──────── RECORDED INFORMATION
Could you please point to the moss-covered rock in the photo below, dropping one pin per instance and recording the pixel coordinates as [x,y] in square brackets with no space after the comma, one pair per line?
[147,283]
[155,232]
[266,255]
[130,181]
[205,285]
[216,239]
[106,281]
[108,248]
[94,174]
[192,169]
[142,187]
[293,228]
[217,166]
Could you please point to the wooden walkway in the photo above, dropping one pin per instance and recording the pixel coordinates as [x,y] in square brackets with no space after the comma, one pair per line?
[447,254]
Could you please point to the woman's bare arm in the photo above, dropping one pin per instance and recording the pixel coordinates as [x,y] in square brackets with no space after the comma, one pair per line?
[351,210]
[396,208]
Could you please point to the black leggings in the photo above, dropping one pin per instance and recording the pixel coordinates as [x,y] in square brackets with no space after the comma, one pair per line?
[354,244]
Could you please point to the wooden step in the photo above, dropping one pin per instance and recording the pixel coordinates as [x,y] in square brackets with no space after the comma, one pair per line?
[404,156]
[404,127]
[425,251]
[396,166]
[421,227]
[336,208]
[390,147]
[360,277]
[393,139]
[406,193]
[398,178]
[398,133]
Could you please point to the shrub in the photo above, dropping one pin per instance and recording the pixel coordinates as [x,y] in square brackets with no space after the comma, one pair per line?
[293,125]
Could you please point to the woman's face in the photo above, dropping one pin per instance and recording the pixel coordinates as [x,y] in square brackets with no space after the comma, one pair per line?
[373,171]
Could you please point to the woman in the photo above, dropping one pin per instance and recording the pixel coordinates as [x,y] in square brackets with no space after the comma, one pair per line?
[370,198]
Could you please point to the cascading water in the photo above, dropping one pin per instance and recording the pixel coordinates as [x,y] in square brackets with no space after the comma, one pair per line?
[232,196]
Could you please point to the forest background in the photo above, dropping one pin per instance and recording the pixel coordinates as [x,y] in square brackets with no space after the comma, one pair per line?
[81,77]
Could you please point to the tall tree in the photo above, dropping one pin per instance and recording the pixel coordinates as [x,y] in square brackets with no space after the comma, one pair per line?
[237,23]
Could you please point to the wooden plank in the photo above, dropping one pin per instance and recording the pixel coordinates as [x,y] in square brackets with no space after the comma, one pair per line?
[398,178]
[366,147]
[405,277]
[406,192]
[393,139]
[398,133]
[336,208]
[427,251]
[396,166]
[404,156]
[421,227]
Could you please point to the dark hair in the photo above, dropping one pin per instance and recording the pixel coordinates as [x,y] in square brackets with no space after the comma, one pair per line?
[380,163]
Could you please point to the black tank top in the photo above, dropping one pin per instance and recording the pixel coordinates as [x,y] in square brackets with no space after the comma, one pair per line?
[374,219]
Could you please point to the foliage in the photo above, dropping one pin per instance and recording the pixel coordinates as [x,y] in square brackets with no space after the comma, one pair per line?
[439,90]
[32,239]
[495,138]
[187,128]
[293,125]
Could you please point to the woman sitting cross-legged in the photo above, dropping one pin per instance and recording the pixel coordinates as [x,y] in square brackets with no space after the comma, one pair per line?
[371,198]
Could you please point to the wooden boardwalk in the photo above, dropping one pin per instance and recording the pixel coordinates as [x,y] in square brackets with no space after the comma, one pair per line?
────────────────
- GOAL -
Each line must be given again exactly as written above.

- WRITTEN RESPONSE -
Could you please point to the moss-covered rock in the photo below, dropping one pin per instance and recording the pixel coordinates as [x,y] in square brackets with no space after the comma, one pair per line?
[147,283]
[155,232]
[266,255]
[130,181]
[205,285]
[216,239]
[106,281]
[108,248]
[94,174]
[192,169]
[142,187]
[293,228]
[217,166]
Could you please point to the wooden walkway in the photo above, dropping one pin per instance and recording the pixel coordinates as [x,y] in square brackets with no space after the comma, one pair per line?
[447,254]
Could you please point to the woman's bare arm in the photo above, dropping one pin per instance and recording the pixel coordinates as [x,y] in square brackets with no space after the comma, one pair per line?
[351,210]
[396,208]
Could you please point to the black leggings in the photo above, dropping one pin per instance and recording the pixel coordinates as [x,y] in square brackets with no space after the comma, one pair per line?
[354,244]
Could you please point to the wooden step in the photo above, dropping one pin per instance and recording the pixel coordinates as [x,y] in square brackets with no space after the comma, one pair per line?
[404,156]
[404,127]
[425,251]
[396,166]
[421,227]
[336,208]
[390,147]
[360,277]
[393,139]
[406,193]
[398,178]
[398,133]
Could you please point to the shrub in the photo above, dropping one pin per instance and recording the pixel coordinates as [x,y] in square brackets with no space after the comma, one pair per line?
[293,125]
Could you please point to the woman's face in the photo above, dropping one pin per instance and recording the pixel coordinates as [x,y] in square brackets with no space after the comma, one pair per line?
[373,171]
Could you please point to the woman in the photo above, dropping one pin per instance and recording the pixel coordinates as [x,y] in square brackets with no space after the comma, one pair per line?
[370,198]
Could you please point to the cascading water in the photo above, dropping one pin per instance and recording the pixel coordinates as [x,y] in square brackets with no space after the comma, one pair per line?
[232,196]
Could you please point to the forest background in the photo above, dropping one pin per instance and recording the pixel coordinates as [x,y] in square brackets with no space after the comma, one pair per line?
[81,77]
Could you please point to the tall tree in the photo above, dropping one pin per instance and recording the pixel coordinates as [x,y] in square brackets with no space after the comma, one pair per line?
[237,23]
Could you please point to the wooden plank in the photo above, dropping one pin per instance and recording the pixel coordinates as [x,y] in square brackets with no space after the comma, one pair per line?
[398,178]
[366,147]
[405,277]
[406,192]
[393,139]
[398,133]
[336,208]
[427,251]
[396,166]
[404,156]
[421,227]
Could you please point to the dark hair in the photo above, dropping one pin per instance and recording the pixel coordinates as [x,y] in square brackets with no space after the comma, one pair per line?
[380,163]
Could you please point to the black tank top in the photo above, dropping one pin per instance and recording the pixel coordinates as [x,y] in square brackets with no space after the comma, one pair per line?
[374,219]
Could you please point to the foliage in the photo above, dropping one pin per instance and recording the pixel coordinates as [x,y] in square brackets with no space after the comma, one pair per line?
[439,90]
[32,239]
[495,138]
[187,128]
[293,125]
Could you please point to the woman sitting cross-legged in the photo above, dropping one pin per instance and recording the pixel coordinates as [x,y] in square brackets with no space after the comma, one pair per line?
[371,198]
Could you please point to the wooden boardwalk in the photo above, dropping one pin per instance and recording the pixel coordinates as [x,y] in square brackets with no space after the comma, one pair per line?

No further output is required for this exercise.